Planning a wedding can be a challenging task, but COVID-19 has made it that much more difficult. 

Senior Tayma Sebek has been engaged since May of 2019 to her significant other of four and a half years, Jesse. Sebek said the wedding has been planned for late September of this year. 

With the ongoing COVID-19 pandemic, there is a possibility that Sebek’s wedding plans need to change.

“Right now, there is a lot of uncertainty of how this is going to play out,” Sebek said. “We’re thinking we should be able to gather with our family and close friends since we are planning for late September, but we are constantly reevaluating what the best plan is to keep the people we love safe.”

With the possibility that social distancing protocols will still be in place, it is possible that Sebek will not be able to have everyone present on her wedding day that she had originally hoped for.

“We want to share the moment with the people we love but we will do what we have to do to keep our people (especially older relatives) safe,” Sebek said. 

As for planning the wedding, things have gotten even more stressful for Sebek.

“It has added more stress to the situation because we’re unsure of how to proceed. Do I print and send out invitations with a date that might not even happen? It seems like a silly thing to do, but we have to start doing that stuff soon,” Sebek said.

Paying for the wedding has also become a risk, Sebek said. They are unsure if they will be refunded their deposits if COVID-19 protocols are still in place. Sebek said that while some venders have been accommodating, there are some that have given them no assurance.

If COVID-19 protocols are still in place, Sebek does not plan on changing the date of her wedding but instead changing who is present.

“We’re just confused but still excited at the same time,” Sebek said. “We know in the grand scheme of things we’ll still get married and we’ll still start a wonderful life together - it just might look different than what we originally thought.”

Senior Brooke Eisenhauer has faced similar issues with her wedding plans. Eisenhauer has been engaged since March 2019 to her boyfriend of seven years, Caleb. Their wedding has been planned for October of this year.

#####

*Required work*
A. In the article about wedding planning during COVID-19, what does Sebek plan to change instead of the date if COVID-19 protocols are still in place?
B. Write the next part of the article about wedding planning during COVID-19, picking up after its last sentence.

#####

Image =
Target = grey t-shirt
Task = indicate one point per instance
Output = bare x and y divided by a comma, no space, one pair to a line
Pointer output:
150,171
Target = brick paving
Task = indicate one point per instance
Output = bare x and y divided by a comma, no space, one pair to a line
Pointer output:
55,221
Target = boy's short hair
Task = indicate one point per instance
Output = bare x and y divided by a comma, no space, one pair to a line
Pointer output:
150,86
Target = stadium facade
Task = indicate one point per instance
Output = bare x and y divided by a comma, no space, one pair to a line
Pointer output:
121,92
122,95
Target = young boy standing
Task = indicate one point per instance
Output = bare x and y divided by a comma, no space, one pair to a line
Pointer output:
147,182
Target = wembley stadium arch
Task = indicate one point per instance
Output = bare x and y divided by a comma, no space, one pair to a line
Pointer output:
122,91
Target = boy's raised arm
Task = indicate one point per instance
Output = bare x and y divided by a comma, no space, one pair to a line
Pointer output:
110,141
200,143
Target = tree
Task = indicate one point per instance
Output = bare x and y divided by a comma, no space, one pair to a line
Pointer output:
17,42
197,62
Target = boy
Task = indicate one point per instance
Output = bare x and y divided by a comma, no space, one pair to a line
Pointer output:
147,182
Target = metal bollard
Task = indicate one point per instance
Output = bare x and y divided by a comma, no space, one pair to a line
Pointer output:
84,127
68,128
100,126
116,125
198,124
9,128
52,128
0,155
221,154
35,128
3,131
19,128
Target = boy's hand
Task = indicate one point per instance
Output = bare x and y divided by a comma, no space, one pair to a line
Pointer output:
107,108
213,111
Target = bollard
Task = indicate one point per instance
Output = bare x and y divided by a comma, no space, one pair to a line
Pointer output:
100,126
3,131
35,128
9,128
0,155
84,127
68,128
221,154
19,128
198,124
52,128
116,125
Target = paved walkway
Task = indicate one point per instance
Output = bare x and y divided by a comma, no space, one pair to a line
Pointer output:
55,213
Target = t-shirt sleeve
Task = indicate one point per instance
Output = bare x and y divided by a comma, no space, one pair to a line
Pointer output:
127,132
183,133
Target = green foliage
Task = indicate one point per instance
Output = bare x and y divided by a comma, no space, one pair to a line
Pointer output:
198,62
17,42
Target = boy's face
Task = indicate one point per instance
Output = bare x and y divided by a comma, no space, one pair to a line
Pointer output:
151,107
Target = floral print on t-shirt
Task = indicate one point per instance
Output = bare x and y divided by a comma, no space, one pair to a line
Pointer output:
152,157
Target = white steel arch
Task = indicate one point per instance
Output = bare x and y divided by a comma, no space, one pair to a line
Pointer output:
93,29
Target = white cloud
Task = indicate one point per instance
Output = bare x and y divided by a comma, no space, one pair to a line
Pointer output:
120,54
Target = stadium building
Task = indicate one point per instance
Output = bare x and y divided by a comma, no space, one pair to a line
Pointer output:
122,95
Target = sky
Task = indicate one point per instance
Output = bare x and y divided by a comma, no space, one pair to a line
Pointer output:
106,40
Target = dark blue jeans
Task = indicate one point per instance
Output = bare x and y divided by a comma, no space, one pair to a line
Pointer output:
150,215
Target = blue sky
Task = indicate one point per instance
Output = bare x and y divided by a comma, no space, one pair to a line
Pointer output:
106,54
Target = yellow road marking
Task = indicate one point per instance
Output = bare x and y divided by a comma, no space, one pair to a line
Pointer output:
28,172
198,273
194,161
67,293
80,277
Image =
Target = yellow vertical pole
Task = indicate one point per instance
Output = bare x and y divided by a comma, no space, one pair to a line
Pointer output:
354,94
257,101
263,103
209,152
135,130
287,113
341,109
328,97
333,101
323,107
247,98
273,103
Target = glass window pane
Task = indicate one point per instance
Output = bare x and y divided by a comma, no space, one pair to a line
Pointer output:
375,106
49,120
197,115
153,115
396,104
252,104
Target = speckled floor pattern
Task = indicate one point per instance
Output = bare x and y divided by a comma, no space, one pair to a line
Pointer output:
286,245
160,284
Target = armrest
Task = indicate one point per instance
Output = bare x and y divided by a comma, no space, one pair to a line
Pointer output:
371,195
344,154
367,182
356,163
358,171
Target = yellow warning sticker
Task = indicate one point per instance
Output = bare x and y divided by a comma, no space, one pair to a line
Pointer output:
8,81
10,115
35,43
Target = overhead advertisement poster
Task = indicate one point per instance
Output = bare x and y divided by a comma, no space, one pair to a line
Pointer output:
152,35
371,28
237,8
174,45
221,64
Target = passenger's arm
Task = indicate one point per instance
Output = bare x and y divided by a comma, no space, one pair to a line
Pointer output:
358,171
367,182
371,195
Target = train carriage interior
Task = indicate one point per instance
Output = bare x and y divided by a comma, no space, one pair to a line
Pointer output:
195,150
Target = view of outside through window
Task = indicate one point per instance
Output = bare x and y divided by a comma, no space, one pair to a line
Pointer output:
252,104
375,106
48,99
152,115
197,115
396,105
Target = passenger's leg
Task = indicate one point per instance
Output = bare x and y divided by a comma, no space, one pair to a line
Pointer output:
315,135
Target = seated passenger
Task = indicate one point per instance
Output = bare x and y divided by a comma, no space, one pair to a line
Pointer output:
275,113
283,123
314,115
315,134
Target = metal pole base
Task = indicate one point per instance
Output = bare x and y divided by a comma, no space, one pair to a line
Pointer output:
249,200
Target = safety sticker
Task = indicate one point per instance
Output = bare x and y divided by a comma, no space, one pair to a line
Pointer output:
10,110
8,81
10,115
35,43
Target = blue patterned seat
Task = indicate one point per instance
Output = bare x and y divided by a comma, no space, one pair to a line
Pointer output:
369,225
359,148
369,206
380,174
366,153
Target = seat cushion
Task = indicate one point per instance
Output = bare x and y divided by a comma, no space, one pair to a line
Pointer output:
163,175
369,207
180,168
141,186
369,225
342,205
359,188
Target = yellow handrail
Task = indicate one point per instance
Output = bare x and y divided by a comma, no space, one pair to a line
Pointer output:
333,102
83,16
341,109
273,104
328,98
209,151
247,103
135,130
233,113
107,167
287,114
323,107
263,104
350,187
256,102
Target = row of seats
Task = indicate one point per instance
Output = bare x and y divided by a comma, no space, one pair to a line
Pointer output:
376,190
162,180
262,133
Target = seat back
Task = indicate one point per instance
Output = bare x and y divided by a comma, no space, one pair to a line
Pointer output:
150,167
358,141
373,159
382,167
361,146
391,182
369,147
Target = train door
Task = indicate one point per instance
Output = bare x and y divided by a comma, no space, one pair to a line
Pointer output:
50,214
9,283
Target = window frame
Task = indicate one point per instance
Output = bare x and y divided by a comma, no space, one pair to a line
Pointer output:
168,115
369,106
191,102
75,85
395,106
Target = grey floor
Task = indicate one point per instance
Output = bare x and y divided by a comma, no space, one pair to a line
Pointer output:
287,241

#####

*Answers by task*
A. She plans to change who is present at the wedding.

B.
Eisenhauer said they have not had to make major changes to their plans as of yet. However, the two have had to postpone their engagement photos. They have also had to think about how many people to invite.

“We are anticipating that we are going to have to cut down our guest list by a lot,” Eisenhauer said. “We are hoping that by October we will be in the clear, but we are tentatively planning to have our wedding party and family only. We are hoping it doesn’t come to that.”

Eisenhauer also does not plan on changing the date of her wedding. 

“If we do have to change our date, we will still be getting married on our intended date and have our reception at a later date,” Eisenhauer said.

Eisenhauer and her fiance have already cut down their guest list from 400 people to around 200. While they are unsure of the future, they have a plan in case they cannot invite everyone they planned on.

“If it does come to the point where it can only be us and our family, we are going to stream our wedding on Facebook live and encourage our guests to be waiting outside of the church in their vehicles so they are still able to celebrate with us,” Eisenhauer said.

Eisenhauer has someone close to her that is going through something similar. Her fiance’s brother was planning to get married in early May and has had to postpone their wedding. Eisenhauer said it has helped to have someone who is going through the same thing. She said her family has helped as well.

“Our families have been very supportive and encouraging when it comes to our feelings for the wedding,” Eisenhauer said.

Overall, Eisenhauer has struggled with the possibility of not having her family with her on her wedding day.

“We are a little discouraged and sad because we have been waiting for this day for such a long time! We realize that this is a day for us but we have always been looking forward to spending this day with our closest friends and family,” Eisenhauer said. “The hardest part for us being this far out is that we cannot plan for what might happen in October.”

Recent graduate Trey Perry was set to get married to his girlfriend of almost five years this May. Because of COVID-19, the two have had to postpone their ceremony and reception.

Perry and his fiance Emily got engaged in September of 2018 and have been planning their wedding since the proposal.

The two are hoping to have their wedding in August rather than May to avoid having to change too much of their original plans.

 “We thought about still getting married in May and having a small ceremony with immediate family and then having the reception later on,” Perry said. “But there were already so many things we were excited for that we had already planned out and we didn't want to throw them aside.”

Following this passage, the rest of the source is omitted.